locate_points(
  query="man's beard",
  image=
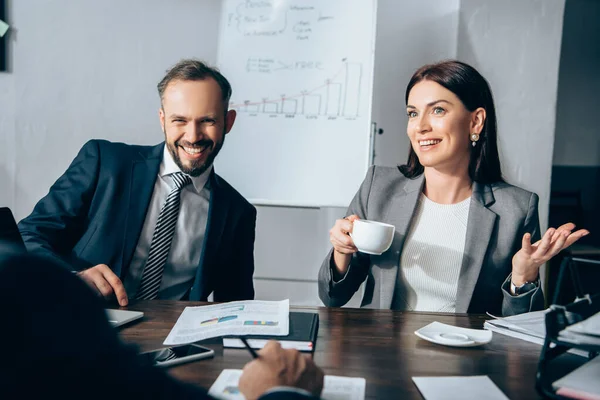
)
(196, 167)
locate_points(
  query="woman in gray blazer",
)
(465, 240)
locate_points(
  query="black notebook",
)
(303, 334)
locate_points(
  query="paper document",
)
(458, 387)
(530, 327)
(237, 318)
(334, 387)
(532, 324)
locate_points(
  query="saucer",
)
(449, 335)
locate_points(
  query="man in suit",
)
(149, 222)
(60, 344)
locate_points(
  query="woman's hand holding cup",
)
(343, 245)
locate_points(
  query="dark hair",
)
(195, 70)
(473, 91)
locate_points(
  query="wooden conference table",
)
(379, 345)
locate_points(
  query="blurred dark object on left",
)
(4, 39)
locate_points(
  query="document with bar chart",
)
(302, 75)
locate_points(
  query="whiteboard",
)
(302, 78)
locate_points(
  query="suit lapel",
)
(480, 226)
(399, 214)
(217, 217)
(143, 177)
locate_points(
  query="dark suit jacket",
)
(95, 212)
(499, 215)
(58, 342)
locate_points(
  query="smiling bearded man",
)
(147, 222)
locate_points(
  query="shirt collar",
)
(168, 167)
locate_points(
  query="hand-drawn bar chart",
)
(338, 96)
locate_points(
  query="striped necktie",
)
(161, 240)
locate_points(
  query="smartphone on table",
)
(170, 356)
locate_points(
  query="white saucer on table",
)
(449, 335)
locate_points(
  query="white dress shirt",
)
(188, 239)
(432, 257)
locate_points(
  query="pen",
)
(250, 349)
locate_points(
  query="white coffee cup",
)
(372, 237)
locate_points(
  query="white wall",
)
(577, 140)
(291, 243)
(84, 69)
(409, 35)
(515, 44)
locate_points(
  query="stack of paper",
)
(453, 388)
(334, 388)
(237, 318)
(529, 326)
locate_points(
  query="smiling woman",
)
(465, 240)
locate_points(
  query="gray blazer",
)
(499, 215)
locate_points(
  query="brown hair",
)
(195, 70)
(473, 91)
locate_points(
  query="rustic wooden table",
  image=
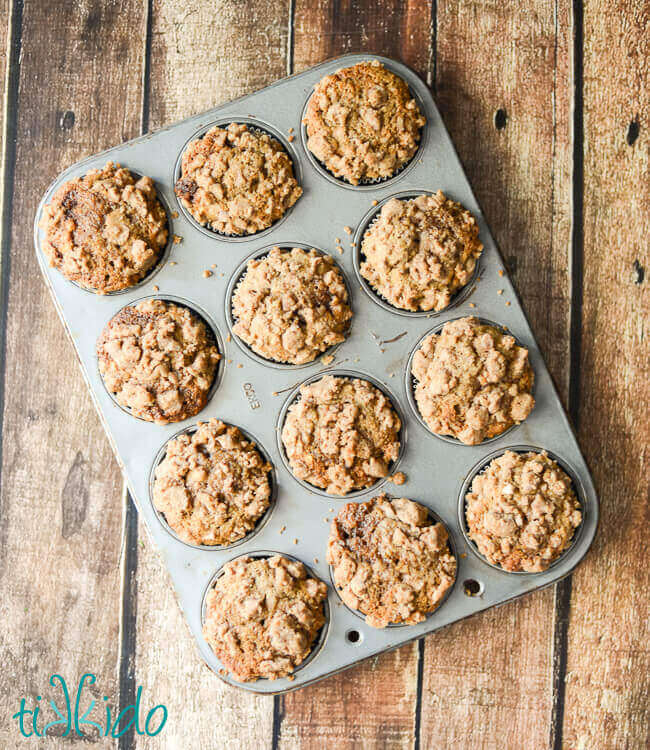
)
(547, 103)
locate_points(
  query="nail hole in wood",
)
(471, 587)
(66, 120)
(500, 119)
(639, 272)
(633, 132)
(353, 637)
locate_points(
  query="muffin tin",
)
(379, 345)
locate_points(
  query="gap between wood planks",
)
(129, 593)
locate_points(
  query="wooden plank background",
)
(548, 106)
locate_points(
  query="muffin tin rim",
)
(238, 275)
(261, 521)
(360, 232)
(452, 548)
(482, 465)
(319, 643)
(202, 315)
(410, 387)
(352, 375)
(253, 123)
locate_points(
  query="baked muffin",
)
(237, 181)
(473, 381)
(418, 253)
(341, 434)
(263, 616)
(105, 230)
(362, 123)
(390, 560)
(522, 511)
(291, 305)
(159, 360)
(213, 485)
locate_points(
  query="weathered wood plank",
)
(61, 512)
(608, 664)
(503, 89)
(201, 55)
(373, 705)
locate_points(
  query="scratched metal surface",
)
(436, 468)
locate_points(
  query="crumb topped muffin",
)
(213, 485)
(418, 253)
(237, 181)
(362, 123)
(391, 560)
(105, 230)
(159, 360)
(263, 616)
(341, 434)
(291, 305)
(522, 511)
(473, 381)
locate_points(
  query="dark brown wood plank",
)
(61, 511)
(373, 705)
(200, 58)
(608, 660)
(503, 88)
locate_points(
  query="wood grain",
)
(608, 677)
(503, 89)
(61, 515)
(201, 55)
(373, 705)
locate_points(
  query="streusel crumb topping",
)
(522, 511)
(474, 381)
(263, 616)
(212, 485)
(291, 305)
(391, 560)
(105, 230)
(159, 360)
(362, 122)
(418, 253)
(237, 181)
(342, 434)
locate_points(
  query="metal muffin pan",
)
(379, 345)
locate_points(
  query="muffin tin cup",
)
(482, 465)
(364, 226)
(379, 182)
(257, 126)
(154, 270)
(239, 274)
(452, 548)
(353, 374)
(212, 327)
(261, 521)
(213, 661)
(410, 384)
(246, 391)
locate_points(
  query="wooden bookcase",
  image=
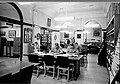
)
(112, 41)
(45, 40)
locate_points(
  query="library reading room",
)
(59, 42)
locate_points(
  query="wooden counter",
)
(22, 70)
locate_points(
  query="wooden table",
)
(75, 59)
(14, 66)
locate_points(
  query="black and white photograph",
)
(60, 42)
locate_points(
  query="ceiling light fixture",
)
(25, 3)
(92, 25)
(64, 14)
(86, 32)
(64, 18)
(60, 26)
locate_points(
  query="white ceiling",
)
(77, 9)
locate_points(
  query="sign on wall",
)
(12, 33)
(48, 22)
(97, 32)
(27, 35)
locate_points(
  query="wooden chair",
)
(49, 63)
(35, 60)
(63, 64)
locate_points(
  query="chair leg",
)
(58, 74)
(68, 74)
(53, 71)
(44, 70)
(37, 71)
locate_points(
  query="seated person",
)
(78, 48)
(56, 49)
(71, 49)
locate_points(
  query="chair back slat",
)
(62, 61)
(33, 58)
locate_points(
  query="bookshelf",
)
(113, 46)
(45, 40)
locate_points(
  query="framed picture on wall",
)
(78, 36)
(48, 22)
(27, 35)
(66, 35)
(12, 33)
(97, 32)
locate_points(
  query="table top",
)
(12, 66)
(70, 56)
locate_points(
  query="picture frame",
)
(12, 33)
(97, 32)
(78, 36)
(28, 35)
(66, 35)
(49, 22)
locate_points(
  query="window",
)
(66, 35)
(78, 36)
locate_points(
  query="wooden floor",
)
(91, 73)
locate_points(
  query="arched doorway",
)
(6, 16)
(92, 31)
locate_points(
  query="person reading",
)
(56, 49)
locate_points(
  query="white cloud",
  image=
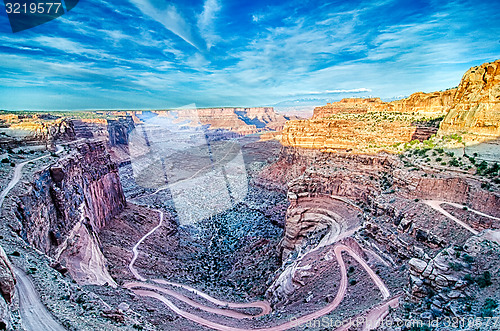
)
(170, 18)
(206, 22)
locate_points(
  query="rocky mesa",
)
(66, 206)
(475, 110)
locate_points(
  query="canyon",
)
(244, 219)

*Task description*. Which lines above contain the string "blazer" with the same capitalization? Copy each one out in full.

*Written solution*.
  query="woman in gray blazer",
  query="gray blazer",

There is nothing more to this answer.